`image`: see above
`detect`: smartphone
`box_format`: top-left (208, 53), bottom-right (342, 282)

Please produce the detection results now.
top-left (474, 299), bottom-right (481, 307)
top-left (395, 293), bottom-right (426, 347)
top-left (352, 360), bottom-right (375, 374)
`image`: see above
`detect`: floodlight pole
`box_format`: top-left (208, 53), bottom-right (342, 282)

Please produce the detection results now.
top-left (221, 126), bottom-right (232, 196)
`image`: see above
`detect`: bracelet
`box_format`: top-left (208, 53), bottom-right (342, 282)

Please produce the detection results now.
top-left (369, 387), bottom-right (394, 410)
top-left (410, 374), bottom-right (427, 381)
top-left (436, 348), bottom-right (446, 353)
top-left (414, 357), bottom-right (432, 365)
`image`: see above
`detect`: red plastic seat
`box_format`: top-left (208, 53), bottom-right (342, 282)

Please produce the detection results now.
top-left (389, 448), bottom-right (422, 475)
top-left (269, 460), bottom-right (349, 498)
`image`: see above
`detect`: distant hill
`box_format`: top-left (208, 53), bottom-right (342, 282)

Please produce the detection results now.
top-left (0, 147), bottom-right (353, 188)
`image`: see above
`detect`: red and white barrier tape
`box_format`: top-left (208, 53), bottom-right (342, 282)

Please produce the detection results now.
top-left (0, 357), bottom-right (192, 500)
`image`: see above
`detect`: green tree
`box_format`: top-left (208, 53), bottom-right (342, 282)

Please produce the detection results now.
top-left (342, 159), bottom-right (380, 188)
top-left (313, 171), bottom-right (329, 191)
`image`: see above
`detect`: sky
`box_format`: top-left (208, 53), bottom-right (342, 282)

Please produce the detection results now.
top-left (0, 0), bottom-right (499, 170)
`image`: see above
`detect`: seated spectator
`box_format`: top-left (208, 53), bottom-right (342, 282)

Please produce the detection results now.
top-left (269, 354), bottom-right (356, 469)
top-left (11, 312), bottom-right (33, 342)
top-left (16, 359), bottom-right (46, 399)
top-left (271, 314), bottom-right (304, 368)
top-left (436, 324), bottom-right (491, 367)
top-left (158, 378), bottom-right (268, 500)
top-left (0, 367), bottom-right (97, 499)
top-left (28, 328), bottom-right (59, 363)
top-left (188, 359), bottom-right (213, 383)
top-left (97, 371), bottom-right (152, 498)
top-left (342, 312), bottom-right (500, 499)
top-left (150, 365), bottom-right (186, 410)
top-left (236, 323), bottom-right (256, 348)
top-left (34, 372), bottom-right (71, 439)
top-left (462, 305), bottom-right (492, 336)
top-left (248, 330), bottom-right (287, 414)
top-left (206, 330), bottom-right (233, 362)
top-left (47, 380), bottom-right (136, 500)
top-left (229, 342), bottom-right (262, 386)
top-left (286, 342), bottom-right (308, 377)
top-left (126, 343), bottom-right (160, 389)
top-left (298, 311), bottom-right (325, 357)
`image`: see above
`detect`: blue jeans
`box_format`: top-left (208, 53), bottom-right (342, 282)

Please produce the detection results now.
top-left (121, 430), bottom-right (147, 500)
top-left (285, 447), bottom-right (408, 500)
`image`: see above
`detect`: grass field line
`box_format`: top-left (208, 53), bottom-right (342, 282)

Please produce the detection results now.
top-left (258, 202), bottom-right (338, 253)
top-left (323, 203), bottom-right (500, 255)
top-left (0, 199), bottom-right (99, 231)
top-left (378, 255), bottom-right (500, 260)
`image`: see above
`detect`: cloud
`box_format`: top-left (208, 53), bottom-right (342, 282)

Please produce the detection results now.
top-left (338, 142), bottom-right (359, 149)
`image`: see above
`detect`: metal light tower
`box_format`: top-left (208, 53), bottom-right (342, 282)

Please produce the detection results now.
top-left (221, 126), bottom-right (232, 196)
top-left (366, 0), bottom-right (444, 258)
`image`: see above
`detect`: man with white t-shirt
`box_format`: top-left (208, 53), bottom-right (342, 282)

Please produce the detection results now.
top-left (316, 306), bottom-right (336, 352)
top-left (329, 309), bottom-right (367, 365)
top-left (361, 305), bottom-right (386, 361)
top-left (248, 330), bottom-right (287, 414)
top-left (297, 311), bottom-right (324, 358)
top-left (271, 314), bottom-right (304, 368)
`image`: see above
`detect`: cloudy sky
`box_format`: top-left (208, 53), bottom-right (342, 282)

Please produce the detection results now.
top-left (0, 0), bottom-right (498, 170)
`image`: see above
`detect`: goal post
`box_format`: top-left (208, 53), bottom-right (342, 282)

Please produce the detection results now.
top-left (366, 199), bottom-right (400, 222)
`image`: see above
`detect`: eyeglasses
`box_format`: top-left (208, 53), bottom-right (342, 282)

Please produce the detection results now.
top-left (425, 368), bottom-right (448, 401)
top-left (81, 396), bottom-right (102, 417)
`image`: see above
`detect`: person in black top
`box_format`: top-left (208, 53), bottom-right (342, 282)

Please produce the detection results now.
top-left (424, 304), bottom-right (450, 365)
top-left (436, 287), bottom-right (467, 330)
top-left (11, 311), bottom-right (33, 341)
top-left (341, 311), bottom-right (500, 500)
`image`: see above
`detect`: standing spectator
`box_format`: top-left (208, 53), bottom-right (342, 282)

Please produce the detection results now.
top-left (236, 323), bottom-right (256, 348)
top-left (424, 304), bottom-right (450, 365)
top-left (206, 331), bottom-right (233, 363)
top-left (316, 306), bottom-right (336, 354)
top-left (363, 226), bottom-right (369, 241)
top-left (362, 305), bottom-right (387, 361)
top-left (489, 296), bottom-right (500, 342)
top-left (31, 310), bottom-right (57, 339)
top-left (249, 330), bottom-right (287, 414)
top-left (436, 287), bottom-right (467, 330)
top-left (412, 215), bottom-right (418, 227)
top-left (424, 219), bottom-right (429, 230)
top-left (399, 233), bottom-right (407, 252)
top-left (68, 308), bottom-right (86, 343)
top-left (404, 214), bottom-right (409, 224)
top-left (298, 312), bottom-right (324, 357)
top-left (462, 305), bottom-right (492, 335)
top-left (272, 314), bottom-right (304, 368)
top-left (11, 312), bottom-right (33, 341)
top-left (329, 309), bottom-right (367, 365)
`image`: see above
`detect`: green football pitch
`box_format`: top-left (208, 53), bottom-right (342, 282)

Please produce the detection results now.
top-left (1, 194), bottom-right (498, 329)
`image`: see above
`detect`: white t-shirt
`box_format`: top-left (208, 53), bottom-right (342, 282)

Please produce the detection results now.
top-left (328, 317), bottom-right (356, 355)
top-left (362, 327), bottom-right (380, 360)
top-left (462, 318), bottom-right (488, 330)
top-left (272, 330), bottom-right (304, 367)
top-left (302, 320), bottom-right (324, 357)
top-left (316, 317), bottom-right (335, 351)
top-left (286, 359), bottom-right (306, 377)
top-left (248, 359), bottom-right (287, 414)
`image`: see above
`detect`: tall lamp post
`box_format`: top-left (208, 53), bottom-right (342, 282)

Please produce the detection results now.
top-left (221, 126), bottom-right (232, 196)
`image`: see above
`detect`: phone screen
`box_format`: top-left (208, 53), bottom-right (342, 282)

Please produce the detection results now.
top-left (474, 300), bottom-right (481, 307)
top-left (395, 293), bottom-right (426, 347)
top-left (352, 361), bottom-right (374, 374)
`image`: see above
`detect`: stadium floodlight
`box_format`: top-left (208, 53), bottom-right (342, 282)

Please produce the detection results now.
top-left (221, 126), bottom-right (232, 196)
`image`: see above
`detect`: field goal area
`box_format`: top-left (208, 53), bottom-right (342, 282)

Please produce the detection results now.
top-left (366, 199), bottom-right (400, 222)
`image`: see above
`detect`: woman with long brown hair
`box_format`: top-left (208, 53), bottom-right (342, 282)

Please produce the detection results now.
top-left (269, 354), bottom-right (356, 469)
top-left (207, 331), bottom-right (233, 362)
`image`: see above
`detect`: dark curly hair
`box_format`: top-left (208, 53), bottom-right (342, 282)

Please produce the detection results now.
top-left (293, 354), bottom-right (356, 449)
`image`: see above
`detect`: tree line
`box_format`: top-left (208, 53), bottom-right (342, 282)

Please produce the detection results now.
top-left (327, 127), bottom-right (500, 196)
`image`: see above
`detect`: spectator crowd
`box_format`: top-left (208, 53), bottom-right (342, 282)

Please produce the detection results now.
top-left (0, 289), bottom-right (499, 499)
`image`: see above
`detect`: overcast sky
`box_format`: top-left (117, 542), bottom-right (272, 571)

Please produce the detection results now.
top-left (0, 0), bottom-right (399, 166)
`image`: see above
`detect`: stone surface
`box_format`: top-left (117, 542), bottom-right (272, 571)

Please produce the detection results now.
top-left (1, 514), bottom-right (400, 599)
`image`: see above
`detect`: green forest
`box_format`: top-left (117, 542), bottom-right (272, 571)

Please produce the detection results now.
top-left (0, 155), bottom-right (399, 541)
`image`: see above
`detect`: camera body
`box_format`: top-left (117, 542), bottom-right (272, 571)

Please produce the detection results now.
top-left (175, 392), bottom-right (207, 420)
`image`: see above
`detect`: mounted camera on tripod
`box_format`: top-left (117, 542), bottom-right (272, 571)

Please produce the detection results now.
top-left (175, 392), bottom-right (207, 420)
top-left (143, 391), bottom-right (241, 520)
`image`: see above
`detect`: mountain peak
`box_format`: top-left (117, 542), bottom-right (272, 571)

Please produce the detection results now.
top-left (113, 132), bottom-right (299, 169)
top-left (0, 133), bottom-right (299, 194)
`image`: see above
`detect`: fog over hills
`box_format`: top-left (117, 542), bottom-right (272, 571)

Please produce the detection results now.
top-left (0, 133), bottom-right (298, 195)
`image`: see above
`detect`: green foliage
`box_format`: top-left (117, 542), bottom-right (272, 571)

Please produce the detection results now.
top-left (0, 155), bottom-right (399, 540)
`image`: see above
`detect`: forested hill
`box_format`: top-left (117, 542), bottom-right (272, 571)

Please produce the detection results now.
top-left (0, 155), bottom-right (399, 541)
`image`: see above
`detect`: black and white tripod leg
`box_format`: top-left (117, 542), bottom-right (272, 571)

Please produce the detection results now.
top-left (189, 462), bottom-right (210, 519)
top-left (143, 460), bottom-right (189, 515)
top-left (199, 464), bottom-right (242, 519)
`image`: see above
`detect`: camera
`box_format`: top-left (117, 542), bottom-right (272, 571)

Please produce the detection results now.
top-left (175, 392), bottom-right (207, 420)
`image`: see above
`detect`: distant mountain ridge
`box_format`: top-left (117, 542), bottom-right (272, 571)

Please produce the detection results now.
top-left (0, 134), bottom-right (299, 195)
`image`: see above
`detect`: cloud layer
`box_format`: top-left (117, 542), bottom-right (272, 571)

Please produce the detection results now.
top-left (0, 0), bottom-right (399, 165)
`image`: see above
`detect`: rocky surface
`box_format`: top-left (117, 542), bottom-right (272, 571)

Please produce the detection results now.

━━━━

Find all the lines containing "goal" in the material, then copy them.

`detect`: goal post
`detect`: field goal area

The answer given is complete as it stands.